:: STORED ROWS ::
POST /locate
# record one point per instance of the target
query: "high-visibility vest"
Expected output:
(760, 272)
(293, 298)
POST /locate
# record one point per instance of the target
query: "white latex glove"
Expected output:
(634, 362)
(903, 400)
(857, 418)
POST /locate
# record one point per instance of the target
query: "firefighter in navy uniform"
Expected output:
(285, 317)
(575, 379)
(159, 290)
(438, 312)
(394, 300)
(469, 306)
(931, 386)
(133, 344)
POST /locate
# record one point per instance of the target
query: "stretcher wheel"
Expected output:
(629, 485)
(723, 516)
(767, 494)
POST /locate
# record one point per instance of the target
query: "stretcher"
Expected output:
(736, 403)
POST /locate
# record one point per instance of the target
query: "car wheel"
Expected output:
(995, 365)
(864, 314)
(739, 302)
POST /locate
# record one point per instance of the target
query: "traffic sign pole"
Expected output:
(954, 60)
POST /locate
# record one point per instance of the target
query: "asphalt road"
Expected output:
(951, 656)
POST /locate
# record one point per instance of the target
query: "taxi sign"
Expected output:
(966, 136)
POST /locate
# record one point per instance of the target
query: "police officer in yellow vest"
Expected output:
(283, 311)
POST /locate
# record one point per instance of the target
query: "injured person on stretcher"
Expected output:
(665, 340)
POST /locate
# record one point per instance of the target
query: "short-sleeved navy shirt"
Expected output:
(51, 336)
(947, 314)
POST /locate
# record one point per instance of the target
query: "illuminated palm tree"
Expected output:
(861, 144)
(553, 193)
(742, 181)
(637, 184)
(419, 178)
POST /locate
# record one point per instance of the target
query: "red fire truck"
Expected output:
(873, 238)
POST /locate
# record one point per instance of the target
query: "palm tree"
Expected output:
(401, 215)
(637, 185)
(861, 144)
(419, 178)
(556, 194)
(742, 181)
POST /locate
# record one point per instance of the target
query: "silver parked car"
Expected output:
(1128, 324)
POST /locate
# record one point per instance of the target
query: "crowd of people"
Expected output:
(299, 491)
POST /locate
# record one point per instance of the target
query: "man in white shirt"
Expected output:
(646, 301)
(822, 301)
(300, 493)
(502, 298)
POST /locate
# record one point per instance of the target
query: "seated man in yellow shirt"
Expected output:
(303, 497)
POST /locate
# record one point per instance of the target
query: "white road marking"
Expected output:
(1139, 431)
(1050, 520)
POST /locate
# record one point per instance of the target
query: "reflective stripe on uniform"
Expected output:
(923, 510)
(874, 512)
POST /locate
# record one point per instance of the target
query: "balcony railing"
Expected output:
:::
Copy out the whole listing exactly as written.

POST /locate
# record one point per instance of the target
query: "high-visibility vest"
Expected output:
(760, 272)
(293, 298)
POST /locate
# record one point per instance of the target
query: "white latex glove"
Expected output:
(634, 362)
(903, 400)
(857, 418)
POST /locate
# record one point per instance of the target
query: "firefighter in navy uniform"
Expected output:
(285, 317)
(575, 379)
(159, 290)
(438, 312)
(394, 300)
(469, 306)
(931, 386)
(133, 344)
POST /locate
# record one point per instance of the target
query: "stretcher wheel"
Expected output:
(629, 485)
(723, 516)
(767, 494)
POST /locate
# record one point per instance of the target
query: "stretcher"
Expected output:
(736, 403)
POST /locate
# record one point per instance of the target
query: "car wheel"
Expected output:
(995, 365)
(864, 314)
(739, 302)
POST /locate
# record one point per instance of the target
query: "traffic sign pole"
Expected output:
(954, 60)
POST /locate
# record one point per instance of the target
query: "asphalt road"
Expected output:
(951, 656)
POST /locate
# record one point per instance of the target
query: "taxi sign"
Expected output:
(966, 136)
POST /locate
# record one point per instance of the target
query: "police officer in yellow vest"
Expected output:
(283, 311)
POST /locate
# record one point per instance of the target
query: "injured person on stretcher"
Expected output:
(665, 340)
POST /locate
# record one point per instance of the target
query: "short-sleeved navy shirt"
Expected output:
(51, 336)
(947, 314)
POST /locate
# record one point per instance of the target
query: "illuminated palm tree"
Expected output:
(861, 144)
(553, 193)
(742, 181)
(637, 184)
(419, 178)
POST /locate
# record one point per instance of the target
query: "red fire truck"
Expected output:
(873, 238)
POST /locate
# record one point per instance of the target
query: "palm tree"
Expected output:
(401, 215)
(637, 185)
(861, 144)
(419, 178)
(556, 194)
(742, 181)
POST /locate
# record one point per instance of the target
query: "silver parked car"
Expected output:
(1128, 324)
POST /locate
# record one point per instance of the target
query: "crowd of people"
Expected output:
(299, 491)
POST /locate
# record one point per instance of the target
query: "man in white shirt"
Expected output:
(646, 301)
(822, 301)
(300, 493)
(502, 298)
POST /locate
# record one point per instance of the target
query: "seated man in yellow shirt"
Expected output:
(303, 497)
POST /locate
# record one point per instance of the target
query: "white road marking"
Expected output:
(1139, 431)
(1050, 520)
POST /locate
# record one point per instance of the target
query: "reflective stripe on uniform"
Expected output:
(923, 510)
(874, 512)
POST /locate
# record one point per instance of the target
query: "balcony railing"
Expected output:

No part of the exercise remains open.